O QUE FAZER: Atualize as linhas abaixo trocando "green rose leaf" por "yellow rose leaf" e mantenha todo o resto igual.

TRECHOS DOS REGISTROS:
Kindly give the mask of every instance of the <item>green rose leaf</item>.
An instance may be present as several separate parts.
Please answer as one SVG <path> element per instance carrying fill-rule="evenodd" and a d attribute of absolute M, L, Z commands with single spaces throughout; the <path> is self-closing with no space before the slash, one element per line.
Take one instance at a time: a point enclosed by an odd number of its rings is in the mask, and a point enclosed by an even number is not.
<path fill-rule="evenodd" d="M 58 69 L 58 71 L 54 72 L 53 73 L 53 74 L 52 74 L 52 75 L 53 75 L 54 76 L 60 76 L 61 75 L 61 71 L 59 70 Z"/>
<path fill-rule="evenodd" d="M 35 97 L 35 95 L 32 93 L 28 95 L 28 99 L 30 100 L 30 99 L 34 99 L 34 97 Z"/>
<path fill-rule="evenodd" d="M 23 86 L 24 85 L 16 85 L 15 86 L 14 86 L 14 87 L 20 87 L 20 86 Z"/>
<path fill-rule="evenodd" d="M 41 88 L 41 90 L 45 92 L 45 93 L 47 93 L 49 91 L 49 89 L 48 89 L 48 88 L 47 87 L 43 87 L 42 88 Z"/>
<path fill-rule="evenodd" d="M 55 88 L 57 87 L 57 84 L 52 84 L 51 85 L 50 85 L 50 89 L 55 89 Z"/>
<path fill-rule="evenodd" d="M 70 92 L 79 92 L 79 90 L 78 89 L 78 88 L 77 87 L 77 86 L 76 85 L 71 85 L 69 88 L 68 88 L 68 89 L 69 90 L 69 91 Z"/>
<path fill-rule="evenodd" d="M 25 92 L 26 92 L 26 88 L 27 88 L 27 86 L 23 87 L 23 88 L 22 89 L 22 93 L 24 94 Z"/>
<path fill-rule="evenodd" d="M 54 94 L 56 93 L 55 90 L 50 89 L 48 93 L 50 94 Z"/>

SOLUÇÃO DO PROBLEMA:
Kindly give the mask of every instance of the <item>yellow rose leaf</item>.
An instance may be present as several separate parts.
Please answer as one SVG <path> element per instance carrying fill-rule="evenodd" and a d attribute of absolute M, L, Z commands with single spaces throughout; the <path> is self-closing with no space before the slash, one element per line.
Take one instance at a time: a point enclosed by an odd number of its rings is in the mask, and a point enclosed by an even number is not.
<path fill-rule="evenodd" d="M 58 69 L 58 71 L 54 72 L 53 73 L 53 74 L 52 74 L 52 75 L 53 75 L 54 76 L 60 76 L 61 75 L 61 71 L 59 70 Z"/>
<path fill-rule="evenodd" d="M 35 97 L 35 95 L 32 93 L 28 95 L 28 99 L 30 100 L 30 99 L 34 99 L 34 97 Z"/>
<path fill-rule="evenodd" d="M 23 86 L 24 85 L 16 85 L 15 86 L 14 86 L 14 87 L 20 87 L 20 86 Z"/>
<path fill-rule="evenodd" d="M 41 88 L 41 90 L 45 92 L 45 93 L 47 93 L 49 91 L 49 89 L 48 89 L 48 88 L 47 87 L 43 87 L 42 88 Z"/>
<path fill-rule="evenodd" d="M 55 88 L 57 87 L 57 84 L 52 84 L 51 85 L 50 85 L 50 89 L 55 89 Z"/>
<path fill-rule="evenodd" d="M 70 92 L 79 92 L 79 90 L 78 89 L 78 88 L 77 87 L 77 86 L 76 85 L 71 85 L 69 88 L 68 88 L 68 89 L 69 90 L 69 91 Z"/>
<path fill-rule="evenodd" d="M 25 92 L 26 92 L 26 88 L 27 88 L 27 86 L 23 87 L 23 88 L 22 89 L 22 93 L 24 94 Z"/>
<path fill-rule="evenodd" d="M 54 94 L 56 93 L 55 90 L 50 89 L 48 93 L 50 94 Z"/>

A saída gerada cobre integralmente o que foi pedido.